**Check your understanding**
[1] According to the exhibition announcement, how many artworks does the touring show present?
[2] Please set down the exhibition announcement word for word, everything from "The Kiingi Tuheitia" down to "stories of Taranaki.".

**Text segment**
○ ○ ○ ○ ○

A major national touring exhibition celebrating the work of young Māori artists, and their enduring connections to tūpuna (ancestors) through portraiture, opens at NPDC’s Puke Ariki Museum in July.

The Kiingi Tuheitia Portraiture Award exhibition presents 40 artworks by emerging Māori artists from across Aotearoa, selected from the 2025 competition organised by Te Pūkenga Whakaata New Zealand Portrait Gallery. The biennial award was devised by the late Kiingi Tuheitia Pootatau Te Wherowhero VII to inspire a new generation of emerging Māori artists to create portraits of their tūpuna.

Spanning photography, painting, weaving, sculpture, video, and mixed media, the exhibition artworks showcase the diverse ways artists use toi (creative practice) to give form to whakapapa, identity, and intergenerational relationships.

Puke Ariki Museum Director Frith Williams says hosting the exhibition allows Puke Ariki to connect a nationally significant touring show with the ringatoi (artists), tūpuna, and stories of Taranaki.

“It was important for us that the exhibition included a strong local component,” she says. “So, our curator Natasha McKinney commissioned four new portraits by Taranaki artists Nia Tipene, Tania Niwa, Meke Mauriri, and Luanna Sheridan to be shown alongside the touring works, honouring tūpuna of this region. These are presented with historic local photographic portraits from our collections, and a series of Ngāti Te Whiti oral histories.”

Ngāti Te Whiti artist, researcher, and film producer Cilla Harnett, who curated the oral histories, says they bring the voices of mana whenua into the exhibition.

“Through oral histories, we keep our tūpuna alive, constantly reasserting ourselves and our everlasting connection to the whenua from where we came. This is reflected in the whakatauākī written by Daniel Keenan and Ricky Gage: ‘Ko ngā honohonotanga a iwi, a hapū, a whānau, e whakapūmautia ana, te hononga o ngā mātua tūpuna me o rātou uri whakatipu.’ It speaks to our relationships and intergenerational connections - past, present, and future.”

○ ○ ○ ○ ○

**Information shown**
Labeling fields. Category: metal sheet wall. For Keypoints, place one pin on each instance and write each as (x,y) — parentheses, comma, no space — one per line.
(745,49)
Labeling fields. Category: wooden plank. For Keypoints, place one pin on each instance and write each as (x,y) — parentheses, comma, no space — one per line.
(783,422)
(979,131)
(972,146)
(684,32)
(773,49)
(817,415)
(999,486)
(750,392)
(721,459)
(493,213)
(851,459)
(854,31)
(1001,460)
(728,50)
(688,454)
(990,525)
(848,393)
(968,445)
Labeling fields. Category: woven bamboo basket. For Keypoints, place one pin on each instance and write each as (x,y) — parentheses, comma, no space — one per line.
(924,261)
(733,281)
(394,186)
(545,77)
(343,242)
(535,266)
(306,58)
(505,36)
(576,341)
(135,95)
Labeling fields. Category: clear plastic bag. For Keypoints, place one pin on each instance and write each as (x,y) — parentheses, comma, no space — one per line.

○ ○ ○ ○ ○

**Task solutions**
[1] 40 artworks.

[2]
The Kiingi Tuheitia Portraiture Award exhibition presents 40 artworks by emerging Māori artists from across Aotearoa, selected from the 2025 competition organised by Te Pūkenga Whakaata New Zealand Portrait Gallery. The biennial award was devised by the late Kiingi Tuheitia Pootatau Te Wherowhero VII to inspire a new generation of emerging Māori artists to create portraits of their tūpuna.

Spanning photography, painting, weaving, sculpture, video, and mixed media, the exhibition artworks showcase the diverse ways artists use toi (creative practice) to give form to whakapapa, identity, and intergenerational relationships.

Puke Ariki Museum Director Frith Williams says hosting the exhibition allows Puke Ariki to connect a nationally significant touring show with the ringatoi (artists), tūpuna, and stories of Taranaki.